* Text block
Content starts

Pitt biologists work to ‘equalize risk’ in field research


Image via Pittwire

A woman participates in biology research.

By Donata Massimiani, Senior Staff Writer

After George Floyd’s murder in 2020, Pitt’s biology department started evaluating how to make fieldwork more equitable and inclusive. Elizabeth Rudzki, a graduate student researcher, said she’s noticed a disparity between how marginalized and non-marginalized identities face risk in the field.

“We wanted to figure out what some of these risk disparities were, and how we could address them and come up with creative solutions that help equalize risk across field research so we’re not having such a barrier for students with disabilities or students from different racial identities,” Rudzki said.

A team of faculty and researchers in Pitt’s Department of Biological Sciences created a field safety manual, most recently updated March, that serves to increase safety by minimizing potential risks, outline appropriate responses “should adverse events occur” and identify inequities and their solutions to improve access for researchers of all identities. 

Cori Richards-Zawacki, a biology professor and director of Pitt’s Pymatuning Lab of Ecology, said biology faculty felt compelled to detail the process of creating the manual in a paper published Sept. 20 in the journal Methods in Ecology and Evolution. 

“We decided that it would be worth sharing our experience as a publication, sharing the things that we learned along the way and the process that we used to write our field safety manual with the larger field of field sciences,” Richards-Zawacki said. 

Richards-Zawacki said she initially sent an email to department faculty in 2020 asking if anyone had interest in working with her to create a field safety manual that would have “issues of increased risk” at the forefront. According to Richards-Zawacki, the team spent a year having conversations and working on drafts until completing the document, which they continue to update and modify in meetings periodically. 

“That was a really cool effort because it was something that, by design, we decided we wanted to get as many voices from as many different career stages and perspectives from within our department as we could,” Richards-Zawacki said. 

Rudzki, the lead author of the paper, said while completing fieldwork in a foreign country during graduate school, the idea “floated” that she would remain overseas by herself to complete the work once the other researchers left. Due to the risks that came with being a woman alone in an area that does not have cell service and having a significant allergy to bees and wasps, Rudzki felt very uncomfortable with the idea. She did not have to complete the research on her own, but she hopes the manual will deter that type of situation from happening again.  

“We strongly suggest in the manual that solo field work is not ideal,” Rudzki said. “If it absolutely has to happen, you need to be providing materials and equipment for these students such that they have the ability to call for help.” 

Richards-Zawacki said the manual in part focuses on the relationship between field teams and local communities and how things such as nationality of origin, ethnicity and race might lead to different experiences for people from different backgrounds. She said the manual also addresses relationships within field teams, how to build field teams that are respectful of differences in peoples’ backgrounds and challenges that may arise pertaining to disability or being a caregiver.

Content ends

* Data provided
Content starts

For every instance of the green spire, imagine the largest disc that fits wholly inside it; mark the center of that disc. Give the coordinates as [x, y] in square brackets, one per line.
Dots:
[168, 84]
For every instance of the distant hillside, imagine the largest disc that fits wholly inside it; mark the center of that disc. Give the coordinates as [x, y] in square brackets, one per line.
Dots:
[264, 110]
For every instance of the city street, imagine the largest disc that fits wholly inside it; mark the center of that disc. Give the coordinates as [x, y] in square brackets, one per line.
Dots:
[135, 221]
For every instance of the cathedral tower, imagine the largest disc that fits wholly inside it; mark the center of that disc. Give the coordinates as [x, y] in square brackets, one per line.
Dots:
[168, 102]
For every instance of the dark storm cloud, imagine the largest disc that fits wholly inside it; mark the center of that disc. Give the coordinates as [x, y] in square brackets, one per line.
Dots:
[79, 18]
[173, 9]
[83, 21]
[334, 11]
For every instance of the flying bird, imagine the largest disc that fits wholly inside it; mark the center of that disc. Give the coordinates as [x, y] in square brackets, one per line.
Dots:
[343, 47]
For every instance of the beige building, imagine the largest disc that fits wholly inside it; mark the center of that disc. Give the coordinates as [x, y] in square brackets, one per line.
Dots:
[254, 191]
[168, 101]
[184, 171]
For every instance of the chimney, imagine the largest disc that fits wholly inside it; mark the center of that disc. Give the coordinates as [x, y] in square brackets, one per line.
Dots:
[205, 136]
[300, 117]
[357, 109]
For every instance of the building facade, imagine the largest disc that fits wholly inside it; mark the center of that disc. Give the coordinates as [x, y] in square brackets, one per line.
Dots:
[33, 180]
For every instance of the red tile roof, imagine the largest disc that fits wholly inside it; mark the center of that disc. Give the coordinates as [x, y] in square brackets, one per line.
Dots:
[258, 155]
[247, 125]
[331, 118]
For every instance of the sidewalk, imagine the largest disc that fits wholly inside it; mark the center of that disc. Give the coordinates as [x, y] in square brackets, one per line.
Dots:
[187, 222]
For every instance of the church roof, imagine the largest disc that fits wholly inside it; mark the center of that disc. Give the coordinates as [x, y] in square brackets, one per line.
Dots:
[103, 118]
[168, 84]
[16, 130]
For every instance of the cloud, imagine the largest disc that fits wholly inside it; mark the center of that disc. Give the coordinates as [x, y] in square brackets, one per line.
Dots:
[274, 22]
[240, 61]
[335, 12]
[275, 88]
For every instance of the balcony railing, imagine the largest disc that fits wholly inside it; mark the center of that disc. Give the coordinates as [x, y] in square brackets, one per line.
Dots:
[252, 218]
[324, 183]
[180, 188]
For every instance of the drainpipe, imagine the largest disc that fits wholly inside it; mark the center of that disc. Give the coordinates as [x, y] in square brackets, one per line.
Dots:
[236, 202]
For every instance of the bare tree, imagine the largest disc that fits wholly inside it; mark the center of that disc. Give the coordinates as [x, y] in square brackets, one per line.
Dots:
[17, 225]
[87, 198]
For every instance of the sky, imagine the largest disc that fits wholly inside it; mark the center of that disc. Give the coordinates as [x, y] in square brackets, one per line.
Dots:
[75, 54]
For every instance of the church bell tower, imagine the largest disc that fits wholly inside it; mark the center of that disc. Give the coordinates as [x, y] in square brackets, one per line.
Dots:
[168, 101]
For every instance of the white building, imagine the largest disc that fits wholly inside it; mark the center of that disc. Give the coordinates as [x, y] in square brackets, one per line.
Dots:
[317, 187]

Content ends

* List of tasks
a - Reproduce the stretch of the article on Pitt's field safety manual from "Pitt biologists work" through "in the field.".
b - List every person named in the article on Pitt's field safety manual.
c - Write what comes next in the article on Pitt's field safety manual, starting after its final sentence.

* Your responses
a -
Pitt biologists work to ‘equalize risk’ in field research


Image via Pittwire

A woman participates in biology research.

By Donata Massimiani, Senior Staff Writer

After George Floyd’s murder in 2020, Pitt’s biology department started evaluating how to make fieldwork more equitable and inclusive. Elizabeth Rudzki, a graduate student researcher, said she’s noticed a disparity between how marginalized and non-marginalized identities face risk in the field.

b -
Donata Massimiani
George Floyd
Elizabeth Rudzki
Cori Richards-Zawacki

c -
“We wanted to be inclusive of all the different ways that field research can generate inequities and access between individuals,” Richards-Zawacki said. 

According to Rudzki, students expressed a lot of concern regarding interaction with landowners while completing fieldwork. She said the manual suggests that students have a vest that identifies them as a field researcher, that they have other types of apparel that identify them as Pitt researchers and that they carry a letter explaining what they’re doing. She also said that the manual suggests putting signage on vehicles used for field research because often researchers have to use their personal vehicles that don’t look “official.”  

“Having stickers and notes to put in the windows of things make it very apparent that this person is working with the University of Pittsburgh and not just some young kid walking around with weird equipment,” Rudzki said. 

Kevin Kohl, an associate biology professor who also worked on both the manual and paper, said open and explicit communication is the best way to combat risk in the field. He said it falls on team leaders to create spaces where researchers can share specific needs they may have. 

“Otherwise, it falls on the staff or the employees to be like, ‘I need this,’ or, ‘I feel uncomfortable,’ and that puts them in a really difficult place,” Kohl said. “If team leaders can recognize this and be prepared to create safe spaces, I think that’s the best shot we have.” 

Rudzki said she hopes the paper inspires other universities, groups and field stations to prioritize forming a diverse group of writers when drafting their manuals.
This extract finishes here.